▶ [REQUIRED ACTIONS]:
1) Copy out the lines of the records word for word, from the line that contains "Task: point out every instance of the man with" through the last line of the records, including both.
2) Continue the mailing list thread on compatible discard support from where it stops.
-------- PAGE --------
Subject: [PATCH 2/4] block: support compat discard mode by default.

Currently there are many filesystems which has implemented
discard support, but ssd discs not widely used yet.
Let's allow user to use compat discard mode by default.
After this feature is enabled by default for all devices which has
no native discard support it will be possible to use this feature
simply by passing appropriate mount option to fs (-odiscard in ext4)

This default option has many advantages:
- Hope that this helps in real filesystem testing.
- People who are crazy about data security whould be really happy.
- Virtual machine developers also would like this feature.

Signed-off-by: Dmitry Monakhov <[email protected]>
---
include/linux/blkdev.h | 2 +-
1 files changed, 1 insertions(+), 1 deletions(-)

diff --git a/include/linux/blkdev.h b/include/linux/blkdev.h
index c762c9f..d7d028c 100644
--- a/include/linux/blkdev.h
+++ b/include/linux/blkdev.h
@@ -1010,7 +1010,7 @@ static inline int sb_issue_discard(struct super_block *sb,
block <<= (sb->s_blocksize_bits - 9);
nr_blocks <<= (sb->s_blocksize_bits - 9);
return blkdev_issue_discard(sb->s_bdev, block, nr_blocks, GFP_KERNEL,
- DISCARD_FL_BARRIER);
+ DISCARD_FL_BARRIER|DISCARD_FL_COMPAT);
}

extern int blk_verify_command(unsigned char *cmd, fmode_t has_write_perm);
--
1.6.6

2010-02-11 12:21:57

by Christoph Hellwig

[permalink] [raw]

Subject: Re: [PATCH 1/4] block: implement compatible DISCARD support

On Thu, Feb 11, 2010 at 01:53:45PM +0300, Dmitry Monakhov wrote:
> Currently there are no many discs has native TRIM (aka) discard
> feature support. But in fact this is good feature. We can easily
> simlulate it for devices which has not native support.
> In compat mode discard dequest transforms in to simple zerofiled
> write request.
> In fact currently blkdev_issue_discard function implemented
> incorrectly.
-------- SUPPLIED ENTRIES --------
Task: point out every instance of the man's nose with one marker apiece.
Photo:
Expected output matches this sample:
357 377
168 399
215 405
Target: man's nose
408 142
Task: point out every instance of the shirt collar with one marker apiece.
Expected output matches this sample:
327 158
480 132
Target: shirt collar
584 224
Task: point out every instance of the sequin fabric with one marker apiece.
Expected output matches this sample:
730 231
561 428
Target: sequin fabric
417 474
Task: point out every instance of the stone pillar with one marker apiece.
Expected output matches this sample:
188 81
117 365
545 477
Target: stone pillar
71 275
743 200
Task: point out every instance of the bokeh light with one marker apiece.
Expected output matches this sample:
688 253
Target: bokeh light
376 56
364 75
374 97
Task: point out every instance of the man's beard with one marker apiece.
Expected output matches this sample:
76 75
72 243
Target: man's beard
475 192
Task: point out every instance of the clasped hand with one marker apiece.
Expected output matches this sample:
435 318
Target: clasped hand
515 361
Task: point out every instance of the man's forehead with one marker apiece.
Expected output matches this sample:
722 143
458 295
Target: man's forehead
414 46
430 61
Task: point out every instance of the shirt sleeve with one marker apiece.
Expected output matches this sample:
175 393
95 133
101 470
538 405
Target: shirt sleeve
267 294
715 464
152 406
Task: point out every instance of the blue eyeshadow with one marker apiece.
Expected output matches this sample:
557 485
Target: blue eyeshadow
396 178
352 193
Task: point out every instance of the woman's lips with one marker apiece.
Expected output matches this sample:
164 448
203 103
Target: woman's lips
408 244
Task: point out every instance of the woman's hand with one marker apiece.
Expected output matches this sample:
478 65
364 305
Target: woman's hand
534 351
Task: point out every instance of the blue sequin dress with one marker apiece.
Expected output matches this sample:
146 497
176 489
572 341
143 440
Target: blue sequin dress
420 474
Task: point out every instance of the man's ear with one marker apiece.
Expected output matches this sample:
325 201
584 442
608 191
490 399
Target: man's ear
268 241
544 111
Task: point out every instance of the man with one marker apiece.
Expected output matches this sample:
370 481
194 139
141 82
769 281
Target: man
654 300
--------
▶ [REPLIES]:
1)
Task: point out every instance of the man with one marker apiece.
Expected output matches this sample:
370 481
194 139
141 82
769 281
Target: man
654 300

2)
> 1) Whait flags not optimal we dont have to wait for each bio in flight.

Indeed.

> 2) Not wait by default. Which makes it fairly useless.

Not sure what you mean with that. We do not need to wait for the
discard request for the "online" type of use - the barrier flag
means we can't re-order I/O before and after the request so there
is no reason to wait - it stays in the places where it needs to be
in the I/O stream.

> 3) Send each bio with barrier flag(if requested). Which result in
> bad performance. In fact caller just want to make shure that full
> request is completed and ordered against other requests.

Yes, we need to ensure ordering only against reordering with other
requests. Your patch only issues a cache flush, which means that
we miss the queue drain before submitting the discard bios

> 5) It use allocated_page instead of ZERO_PAGE.

That's incorrect - both the scsi WRITE SAME and ATA UNMAP
implementations write to the payload. I have some plans to change that
an get rid of the payload entirely, but I need to get back to the
discard work and look at it in more detail.

> This patch introduce generic blkdev_issue_zeroout() function which also
> may be used for native discard request support, in this case zero payload
> simply ignored.

Which is a bit different from fixing efficiency issues in discard, I'd
prefer that to be split into a separate patch, especially as there might
be quite a bit of discussion on the zeroout behaviour.

Note that a discard is not actually required to zero out data it
has discarded, it's an optional feature in the command sets.

2010-02-11 12:22:51

by Christoph Hellwig

[permalink] [raw]

Subject: Re: [PATCH 2/4] block: support compat discard mode by default.

On Thu, Feb 11, 2010 at 01:57:50PM +0300, Dmitry Monakhov wrote:
> Currently there are many filesystems which has implemented
> discard support, but ssd discs not widely used yet.
> Let's allow user to use compat discard mode by default.
> After this feature is enabled by default for all devices which has
> no native discard support it will be possible to use this feature
> simply by passing appropriate mount option to fs (-odiscard in ext4)

So why do you even bother adding the DISCARD_FL_COMPAT option?
This is a debug option that should probably be controlled at the
block level, not anywhere near the filesystem.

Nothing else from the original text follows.